• _Segmento di testo_:
========

La crisi attuale tra critica e fede

L’economista ungherese Karl Polanyi contestava fortemente che la “società di mercato”, una società cioè contrassegnata dalla presenza di un’alta finanza e in cui tutto è mercato per cui non c’è nulla (natura, lavoro, denaro, cultura) che non sia oggetto di scambio e non sia ridotto a merce secondo regole molto fluttuanti e mutevoli, fosse un “prodotto naturale”. Essa, in realtà, era piuttosto da considerare come un’anomalia  intervenuta nel processo storico di sviluppo dell’umanità, dal momento che storicamente l’economia, solo in questi ultimi decenni a cavallo tra XX e XXI secolo, sarebbe venuta sempre più arbitrariamente riducendosi alla sua forma mercantile e affermandosi come realtà dotata di leggi indipendenti dal complessivo funzionamento e dalle specifiche problematiche della società umana, rispetto alla quale invece l’economia non può e non deve isolarsi potendosi giustificare la sua stessa esistenza solo in funzione della società e dei suoi bisogni oggettivi e di conseguenza solo se sia in essa integrata o radicata (embedded e non embeddedness).

========

• _Informazioni sul compito_:
Stabilisci se ciascuna delle tre affermazioni seguenti concorda con il testo sulla crisi attuale, rispondendo sì o no e riportando tra virgolette le parole del testo che lo decidono.
1. Polanyi considerava la società di mercato un prodotto naturale.
2. Secondo il testo, l’economia può giustificare la propria esistenza solo in funzione della società.
3. Karl Polanyi era un economista tedesco.

========

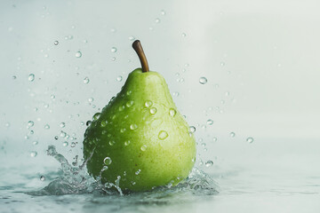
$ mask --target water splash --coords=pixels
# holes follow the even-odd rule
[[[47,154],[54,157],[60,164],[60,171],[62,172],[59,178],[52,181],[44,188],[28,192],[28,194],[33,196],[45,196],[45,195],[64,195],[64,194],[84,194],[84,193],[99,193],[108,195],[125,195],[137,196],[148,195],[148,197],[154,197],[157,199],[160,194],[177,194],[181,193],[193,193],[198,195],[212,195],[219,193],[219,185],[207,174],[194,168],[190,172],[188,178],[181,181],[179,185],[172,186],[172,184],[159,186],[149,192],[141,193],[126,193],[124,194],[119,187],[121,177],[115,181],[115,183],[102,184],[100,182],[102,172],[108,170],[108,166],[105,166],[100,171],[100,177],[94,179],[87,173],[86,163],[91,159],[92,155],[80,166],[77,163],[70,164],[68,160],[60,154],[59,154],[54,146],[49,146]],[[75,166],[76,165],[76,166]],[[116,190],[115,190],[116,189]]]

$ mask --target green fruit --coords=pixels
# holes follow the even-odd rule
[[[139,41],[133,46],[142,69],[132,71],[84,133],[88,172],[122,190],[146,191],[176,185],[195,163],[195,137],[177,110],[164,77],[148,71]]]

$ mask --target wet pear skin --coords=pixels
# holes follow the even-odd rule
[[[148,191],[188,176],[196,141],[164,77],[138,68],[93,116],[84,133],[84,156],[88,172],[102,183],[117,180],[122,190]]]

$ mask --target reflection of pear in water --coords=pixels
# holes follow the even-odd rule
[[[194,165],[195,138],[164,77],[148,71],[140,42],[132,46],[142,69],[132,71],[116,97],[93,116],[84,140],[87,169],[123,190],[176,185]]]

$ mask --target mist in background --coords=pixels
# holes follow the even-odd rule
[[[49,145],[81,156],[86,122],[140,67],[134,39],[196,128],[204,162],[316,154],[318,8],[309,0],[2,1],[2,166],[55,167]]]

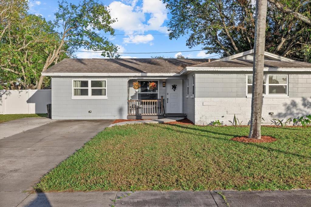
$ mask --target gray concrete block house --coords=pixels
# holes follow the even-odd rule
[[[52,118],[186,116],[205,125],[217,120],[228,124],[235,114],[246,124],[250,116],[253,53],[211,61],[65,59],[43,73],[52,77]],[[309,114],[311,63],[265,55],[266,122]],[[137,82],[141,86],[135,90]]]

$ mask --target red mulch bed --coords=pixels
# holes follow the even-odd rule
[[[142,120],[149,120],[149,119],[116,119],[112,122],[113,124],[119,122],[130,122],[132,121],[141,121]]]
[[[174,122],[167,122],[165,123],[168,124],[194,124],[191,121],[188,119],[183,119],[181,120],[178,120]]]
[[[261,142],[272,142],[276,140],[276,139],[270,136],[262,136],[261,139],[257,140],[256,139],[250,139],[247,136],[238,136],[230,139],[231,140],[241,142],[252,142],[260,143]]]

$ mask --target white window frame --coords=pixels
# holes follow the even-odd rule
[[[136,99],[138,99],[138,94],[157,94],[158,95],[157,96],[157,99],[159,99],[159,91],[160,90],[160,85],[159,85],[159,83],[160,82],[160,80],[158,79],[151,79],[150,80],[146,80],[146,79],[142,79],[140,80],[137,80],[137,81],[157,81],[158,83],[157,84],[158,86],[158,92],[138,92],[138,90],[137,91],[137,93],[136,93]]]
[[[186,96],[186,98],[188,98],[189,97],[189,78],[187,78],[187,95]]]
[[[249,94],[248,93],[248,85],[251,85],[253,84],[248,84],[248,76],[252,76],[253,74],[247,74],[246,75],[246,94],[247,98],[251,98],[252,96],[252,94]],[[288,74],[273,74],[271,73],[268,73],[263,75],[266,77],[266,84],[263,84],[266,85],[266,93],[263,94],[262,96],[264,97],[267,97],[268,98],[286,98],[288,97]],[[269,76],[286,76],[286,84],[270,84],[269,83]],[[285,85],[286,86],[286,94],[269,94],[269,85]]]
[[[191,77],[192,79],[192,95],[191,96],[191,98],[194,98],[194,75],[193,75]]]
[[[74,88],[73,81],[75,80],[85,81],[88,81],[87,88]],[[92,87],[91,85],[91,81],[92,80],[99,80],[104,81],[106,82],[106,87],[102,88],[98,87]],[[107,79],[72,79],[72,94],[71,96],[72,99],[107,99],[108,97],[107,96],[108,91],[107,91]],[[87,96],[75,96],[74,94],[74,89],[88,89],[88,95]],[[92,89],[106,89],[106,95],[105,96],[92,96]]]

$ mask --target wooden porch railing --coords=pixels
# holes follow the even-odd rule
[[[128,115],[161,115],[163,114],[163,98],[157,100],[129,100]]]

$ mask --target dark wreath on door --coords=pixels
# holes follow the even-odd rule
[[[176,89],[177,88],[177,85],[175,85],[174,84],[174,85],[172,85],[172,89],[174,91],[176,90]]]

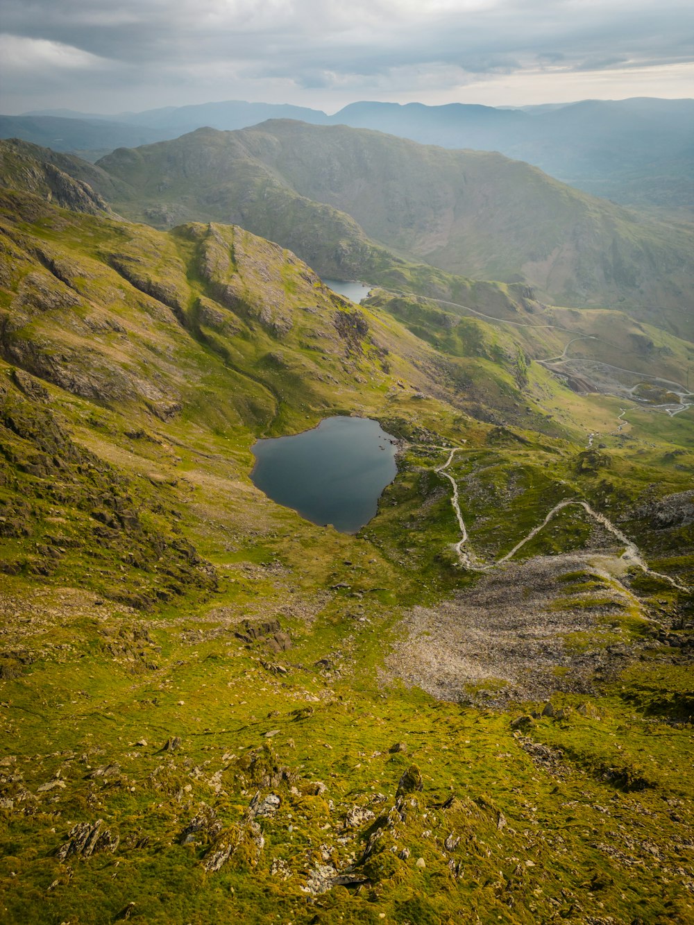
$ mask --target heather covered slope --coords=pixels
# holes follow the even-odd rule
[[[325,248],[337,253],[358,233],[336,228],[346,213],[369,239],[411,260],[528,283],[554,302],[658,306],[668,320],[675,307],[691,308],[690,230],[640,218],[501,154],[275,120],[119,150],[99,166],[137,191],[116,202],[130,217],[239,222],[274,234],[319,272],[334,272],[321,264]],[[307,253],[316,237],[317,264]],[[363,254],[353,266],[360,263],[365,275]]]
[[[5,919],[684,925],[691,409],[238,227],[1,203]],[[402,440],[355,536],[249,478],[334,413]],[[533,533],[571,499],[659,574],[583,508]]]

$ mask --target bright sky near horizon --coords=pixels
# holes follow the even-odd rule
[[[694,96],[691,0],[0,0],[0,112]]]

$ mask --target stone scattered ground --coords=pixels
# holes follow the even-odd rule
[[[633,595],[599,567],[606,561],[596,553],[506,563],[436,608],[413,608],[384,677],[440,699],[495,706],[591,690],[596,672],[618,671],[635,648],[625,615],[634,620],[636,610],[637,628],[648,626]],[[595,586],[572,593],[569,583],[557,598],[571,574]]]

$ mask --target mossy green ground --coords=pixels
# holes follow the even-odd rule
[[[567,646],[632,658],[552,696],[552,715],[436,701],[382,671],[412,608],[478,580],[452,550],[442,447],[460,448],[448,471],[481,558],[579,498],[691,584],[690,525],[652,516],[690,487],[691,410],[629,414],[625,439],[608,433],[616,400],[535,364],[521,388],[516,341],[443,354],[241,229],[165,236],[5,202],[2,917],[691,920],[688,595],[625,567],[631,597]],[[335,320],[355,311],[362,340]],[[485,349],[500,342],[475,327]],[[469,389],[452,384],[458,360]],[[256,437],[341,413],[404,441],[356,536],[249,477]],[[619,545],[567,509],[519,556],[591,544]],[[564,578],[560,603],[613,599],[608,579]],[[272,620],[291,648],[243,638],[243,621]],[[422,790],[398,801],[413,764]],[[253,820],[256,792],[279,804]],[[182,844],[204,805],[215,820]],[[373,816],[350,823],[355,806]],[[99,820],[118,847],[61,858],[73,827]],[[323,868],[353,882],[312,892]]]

========

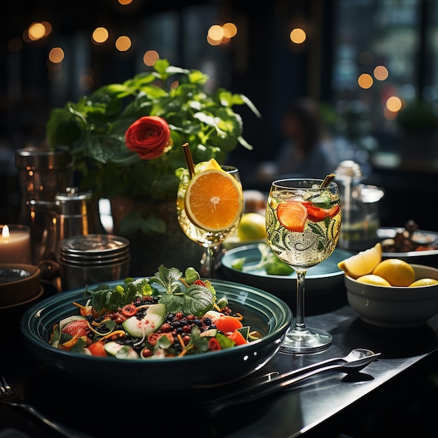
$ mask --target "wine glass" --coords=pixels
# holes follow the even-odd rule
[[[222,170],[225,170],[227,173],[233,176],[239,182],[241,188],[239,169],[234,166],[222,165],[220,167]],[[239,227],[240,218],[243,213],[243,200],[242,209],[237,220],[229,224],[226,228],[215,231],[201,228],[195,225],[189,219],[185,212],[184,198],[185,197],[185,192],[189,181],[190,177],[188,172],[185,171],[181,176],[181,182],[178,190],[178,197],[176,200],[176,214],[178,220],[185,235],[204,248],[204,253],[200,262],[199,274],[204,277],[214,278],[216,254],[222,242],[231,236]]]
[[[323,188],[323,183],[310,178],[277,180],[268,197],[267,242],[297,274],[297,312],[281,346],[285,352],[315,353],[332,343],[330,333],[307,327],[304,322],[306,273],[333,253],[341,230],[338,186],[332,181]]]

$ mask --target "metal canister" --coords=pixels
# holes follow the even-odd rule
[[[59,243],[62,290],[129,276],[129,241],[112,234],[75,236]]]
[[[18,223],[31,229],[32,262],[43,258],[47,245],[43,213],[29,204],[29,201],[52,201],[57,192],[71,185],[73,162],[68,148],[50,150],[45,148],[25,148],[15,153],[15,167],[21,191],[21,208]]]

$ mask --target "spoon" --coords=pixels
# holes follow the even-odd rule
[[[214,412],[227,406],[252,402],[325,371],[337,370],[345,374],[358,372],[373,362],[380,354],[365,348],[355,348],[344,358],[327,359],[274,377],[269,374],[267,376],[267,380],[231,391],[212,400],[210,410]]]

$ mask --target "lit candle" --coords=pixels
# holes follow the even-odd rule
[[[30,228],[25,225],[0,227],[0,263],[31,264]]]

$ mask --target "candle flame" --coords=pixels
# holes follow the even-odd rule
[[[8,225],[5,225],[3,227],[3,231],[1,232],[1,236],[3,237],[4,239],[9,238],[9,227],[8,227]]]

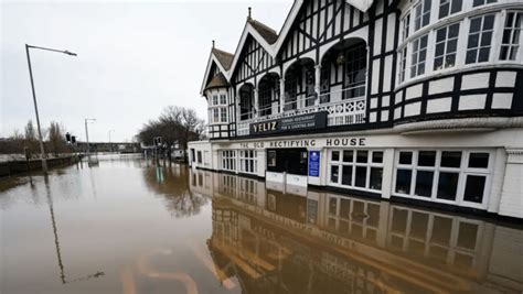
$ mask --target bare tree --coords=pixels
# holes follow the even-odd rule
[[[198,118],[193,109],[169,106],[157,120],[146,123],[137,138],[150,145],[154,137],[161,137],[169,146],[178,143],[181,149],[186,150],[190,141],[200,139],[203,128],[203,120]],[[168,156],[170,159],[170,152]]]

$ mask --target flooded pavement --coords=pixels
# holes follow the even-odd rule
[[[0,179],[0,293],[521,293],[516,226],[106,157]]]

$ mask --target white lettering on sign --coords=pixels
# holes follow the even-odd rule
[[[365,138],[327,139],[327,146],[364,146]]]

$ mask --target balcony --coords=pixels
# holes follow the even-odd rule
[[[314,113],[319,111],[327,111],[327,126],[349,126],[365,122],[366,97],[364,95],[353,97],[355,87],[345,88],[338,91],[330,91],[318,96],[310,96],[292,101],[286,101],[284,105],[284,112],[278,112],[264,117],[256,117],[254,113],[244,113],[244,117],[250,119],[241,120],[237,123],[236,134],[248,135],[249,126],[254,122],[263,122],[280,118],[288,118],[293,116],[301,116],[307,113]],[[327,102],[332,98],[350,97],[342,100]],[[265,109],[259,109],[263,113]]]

========

• _Risposta attesa_:
1. No: «Essa, in realtà, era piuttosto da considerare come un’anomalia».
2. Sì: «potendosi giustificare la sua stessa esistenza solo in funzione della società e dei suoi bisogni oggettivi».
3. No: «L’economista ungherese Karl Polanyi».